# [Exercise requirements]
Below are the entries. Transcribe exactly the lines from the one with "[[494, 24], [312, 170], [369, 65], [336, 76]]" through the one with "[[24, 35], [380, 290]]", ends included, and leave out all others.

(Records from a data source)
===============
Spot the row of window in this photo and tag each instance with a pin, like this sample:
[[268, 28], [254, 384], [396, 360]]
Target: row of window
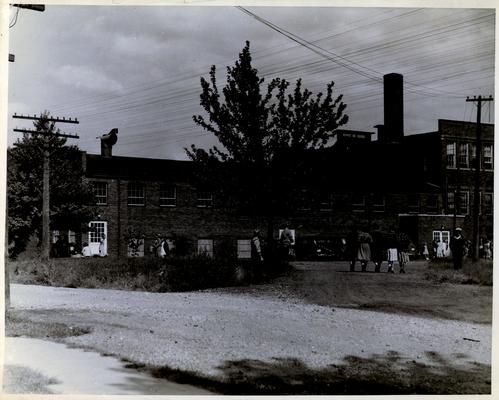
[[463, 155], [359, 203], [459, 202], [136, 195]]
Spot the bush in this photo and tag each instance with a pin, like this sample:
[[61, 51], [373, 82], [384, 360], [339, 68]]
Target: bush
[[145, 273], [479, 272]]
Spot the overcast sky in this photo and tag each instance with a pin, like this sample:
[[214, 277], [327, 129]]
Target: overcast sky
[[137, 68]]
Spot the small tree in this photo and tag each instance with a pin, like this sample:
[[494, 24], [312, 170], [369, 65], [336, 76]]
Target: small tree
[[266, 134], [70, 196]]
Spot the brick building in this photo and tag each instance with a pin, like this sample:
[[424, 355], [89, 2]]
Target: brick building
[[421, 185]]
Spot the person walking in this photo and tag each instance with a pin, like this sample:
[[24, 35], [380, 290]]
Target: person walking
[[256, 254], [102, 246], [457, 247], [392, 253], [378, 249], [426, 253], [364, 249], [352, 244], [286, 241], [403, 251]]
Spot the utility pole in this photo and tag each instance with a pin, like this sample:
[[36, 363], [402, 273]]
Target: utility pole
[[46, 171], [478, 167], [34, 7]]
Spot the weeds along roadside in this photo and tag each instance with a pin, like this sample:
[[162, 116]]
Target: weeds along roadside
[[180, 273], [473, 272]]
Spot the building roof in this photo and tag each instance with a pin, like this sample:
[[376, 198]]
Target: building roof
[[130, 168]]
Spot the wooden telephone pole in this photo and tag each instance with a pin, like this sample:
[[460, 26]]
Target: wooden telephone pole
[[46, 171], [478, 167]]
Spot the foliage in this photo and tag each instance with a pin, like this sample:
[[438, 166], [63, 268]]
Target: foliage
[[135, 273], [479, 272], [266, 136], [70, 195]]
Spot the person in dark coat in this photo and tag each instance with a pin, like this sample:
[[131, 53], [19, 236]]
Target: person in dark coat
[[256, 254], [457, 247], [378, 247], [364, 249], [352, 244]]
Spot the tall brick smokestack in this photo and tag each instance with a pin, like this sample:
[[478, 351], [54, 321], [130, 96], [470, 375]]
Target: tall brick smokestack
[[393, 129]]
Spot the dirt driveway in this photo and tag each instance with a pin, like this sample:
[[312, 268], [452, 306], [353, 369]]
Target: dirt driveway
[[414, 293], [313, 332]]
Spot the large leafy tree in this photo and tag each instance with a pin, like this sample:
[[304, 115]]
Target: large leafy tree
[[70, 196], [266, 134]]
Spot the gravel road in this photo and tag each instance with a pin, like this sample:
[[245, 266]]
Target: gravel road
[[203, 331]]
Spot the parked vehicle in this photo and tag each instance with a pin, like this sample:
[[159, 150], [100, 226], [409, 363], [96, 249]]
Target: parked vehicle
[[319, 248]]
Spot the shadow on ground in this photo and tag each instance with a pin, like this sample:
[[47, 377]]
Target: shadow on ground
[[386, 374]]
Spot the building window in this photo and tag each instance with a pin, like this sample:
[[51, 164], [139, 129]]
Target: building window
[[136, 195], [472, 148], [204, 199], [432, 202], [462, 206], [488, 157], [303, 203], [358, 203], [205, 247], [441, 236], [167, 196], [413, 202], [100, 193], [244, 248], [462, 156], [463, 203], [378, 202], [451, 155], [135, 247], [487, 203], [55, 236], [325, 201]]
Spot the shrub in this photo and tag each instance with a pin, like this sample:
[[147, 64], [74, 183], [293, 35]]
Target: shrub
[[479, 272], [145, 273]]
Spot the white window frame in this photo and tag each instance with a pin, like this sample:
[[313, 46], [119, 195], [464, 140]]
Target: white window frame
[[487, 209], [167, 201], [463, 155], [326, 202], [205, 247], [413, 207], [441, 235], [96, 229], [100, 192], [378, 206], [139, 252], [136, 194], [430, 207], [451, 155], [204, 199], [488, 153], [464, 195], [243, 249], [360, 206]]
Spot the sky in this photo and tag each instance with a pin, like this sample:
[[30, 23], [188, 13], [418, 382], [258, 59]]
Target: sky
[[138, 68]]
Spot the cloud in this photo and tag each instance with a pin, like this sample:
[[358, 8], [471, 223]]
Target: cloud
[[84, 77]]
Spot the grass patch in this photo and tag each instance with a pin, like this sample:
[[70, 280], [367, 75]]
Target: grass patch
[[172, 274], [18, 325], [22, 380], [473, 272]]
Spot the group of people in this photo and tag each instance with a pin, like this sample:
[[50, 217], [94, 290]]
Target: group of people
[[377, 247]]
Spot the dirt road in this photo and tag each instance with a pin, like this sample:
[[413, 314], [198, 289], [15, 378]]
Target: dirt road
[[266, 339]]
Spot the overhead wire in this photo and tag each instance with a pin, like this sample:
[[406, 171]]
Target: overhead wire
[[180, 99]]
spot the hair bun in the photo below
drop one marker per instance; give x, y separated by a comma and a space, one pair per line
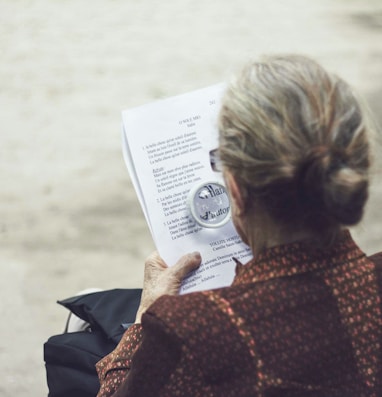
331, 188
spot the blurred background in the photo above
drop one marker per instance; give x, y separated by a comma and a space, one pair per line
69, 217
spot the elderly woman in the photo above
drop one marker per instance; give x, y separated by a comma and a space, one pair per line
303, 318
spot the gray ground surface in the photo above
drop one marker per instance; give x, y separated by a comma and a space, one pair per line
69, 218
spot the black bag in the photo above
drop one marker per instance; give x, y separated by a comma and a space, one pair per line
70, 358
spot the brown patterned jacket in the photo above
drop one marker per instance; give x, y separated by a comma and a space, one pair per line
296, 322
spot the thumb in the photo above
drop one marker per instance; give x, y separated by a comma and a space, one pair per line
===============
# [Result]
[[494, 24], [312, 170], [369, 65], [336, 76]]
Target: small tree
[[266, 134], [70, 196]]
Spot the brick building in this photo and tag each instance with a pin, like this sample:
[[424, 355], [89, 2]]
Target: brick building
[[421, 185]]
Spot the person walking in this photo and tag each instance with a pin, like this sample:
[[24, 35], [380, 290]]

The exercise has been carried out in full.